• [EXCERPT PROVIDED]:
Free and open to the public.

Yom HaShoa: These We Remember
Monday, April 20, 7:00-8:30 PM

Join us for an informal and intimate setting as we remember the lives of the six million Jews lost in the Holocaust. We will hear testimonies of people impacted by the Holocaust. We will share the names of those who perished and have open conversations about the meaning of the shoah in our lives. (Includes evening minyan, Kaddish, memorial prayers, and music).  We encourage people to bring their children to this unique event. 

Free and open to the public.

Iftar Dinner
Wednesday, April 29, 6:30 PM
Muslims, Christians and Jews join together to break the daily fast of Ramadan by eating an Iftar meal together and sharing communal religious ideas around fasting.

Free and open to the public.

More interfaith programming to look forward to, including  a screening of Chi-town, a Thanksgiving turkey drive and more.

• [WHAT TO DO]:
1) Answer these from the event listing above:
(a) What are the day, date, and hours of Yom HaShoa: These We Remember?
(b) Which three religious groups join together at the Iftar Dinner?
(c) What film screening does the listing mention among upcoming interfaith programming?
2) Transcribe the portion of the event listing between "Yom HaShoa: These" and "ideas around fasting.", inclusive.

• [EXTRACTED RECORDS]:
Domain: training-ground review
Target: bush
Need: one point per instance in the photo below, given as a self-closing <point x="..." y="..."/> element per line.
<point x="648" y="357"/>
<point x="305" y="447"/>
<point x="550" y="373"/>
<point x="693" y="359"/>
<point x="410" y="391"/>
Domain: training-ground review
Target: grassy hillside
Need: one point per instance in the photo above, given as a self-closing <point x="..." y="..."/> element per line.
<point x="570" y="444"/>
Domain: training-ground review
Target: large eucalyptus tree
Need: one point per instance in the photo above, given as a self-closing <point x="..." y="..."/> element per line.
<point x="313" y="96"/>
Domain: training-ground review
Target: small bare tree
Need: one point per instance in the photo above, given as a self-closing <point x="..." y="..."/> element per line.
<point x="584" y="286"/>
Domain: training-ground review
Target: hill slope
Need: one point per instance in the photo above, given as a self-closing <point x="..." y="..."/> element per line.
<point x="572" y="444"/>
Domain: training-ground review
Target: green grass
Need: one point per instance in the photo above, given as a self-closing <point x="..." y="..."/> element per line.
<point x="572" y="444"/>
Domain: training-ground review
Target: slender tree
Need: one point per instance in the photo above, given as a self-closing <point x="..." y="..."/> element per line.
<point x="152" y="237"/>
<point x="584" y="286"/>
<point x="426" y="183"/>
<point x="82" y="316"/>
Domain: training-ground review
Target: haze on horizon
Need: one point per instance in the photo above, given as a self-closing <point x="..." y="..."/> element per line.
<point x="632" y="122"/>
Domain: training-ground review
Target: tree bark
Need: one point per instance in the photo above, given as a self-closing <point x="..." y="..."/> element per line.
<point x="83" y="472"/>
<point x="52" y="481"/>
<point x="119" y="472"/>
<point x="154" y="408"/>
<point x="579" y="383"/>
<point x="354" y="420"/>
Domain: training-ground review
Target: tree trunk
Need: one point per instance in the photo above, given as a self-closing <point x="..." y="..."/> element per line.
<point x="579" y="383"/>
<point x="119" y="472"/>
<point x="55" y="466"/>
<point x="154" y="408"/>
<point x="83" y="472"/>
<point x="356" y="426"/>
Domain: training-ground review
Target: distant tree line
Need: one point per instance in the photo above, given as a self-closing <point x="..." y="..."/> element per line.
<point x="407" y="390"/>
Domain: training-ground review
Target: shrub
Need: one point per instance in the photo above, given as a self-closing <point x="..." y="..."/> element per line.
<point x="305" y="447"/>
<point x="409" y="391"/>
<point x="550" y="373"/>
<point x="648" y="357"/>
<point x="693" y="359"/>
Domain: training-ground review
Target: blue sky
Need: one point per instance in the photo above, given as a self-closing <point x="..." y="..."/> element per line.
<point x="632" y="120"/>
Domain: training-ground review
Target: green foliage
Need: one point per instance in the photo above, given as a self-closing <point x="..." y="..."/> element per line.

• [TASK RESPONSES]:
1)
(a) Monday, April 20, 7:00-8:30 PM
(b) Muslims, Christians and Jews
(c) Chi-town

2)
Yom HaShoa: These We Remember
Monday, April 20, 7:00-8:30 PM

Join us for an informal and intimate setting as we remember the lives of the six million Jews lost in the Holocaust. We will hear testimonies of people impacted by the Holocaust. We will share the names of those who perished and have open conversations about the meaning of the shoah in our lives. (Includes evening minyan, Kaddish, memorial prayers, and music).  We encourage people to bring their children to this unique event. 

Free and open to the public.

Iftar Dinner
Wednesday, April 29, 6:30 PM
Muslims, Christians and Jews join together to break the daily fast of Ramadan by eating an Iftar meal together and sharing communal religious ideas around fasting.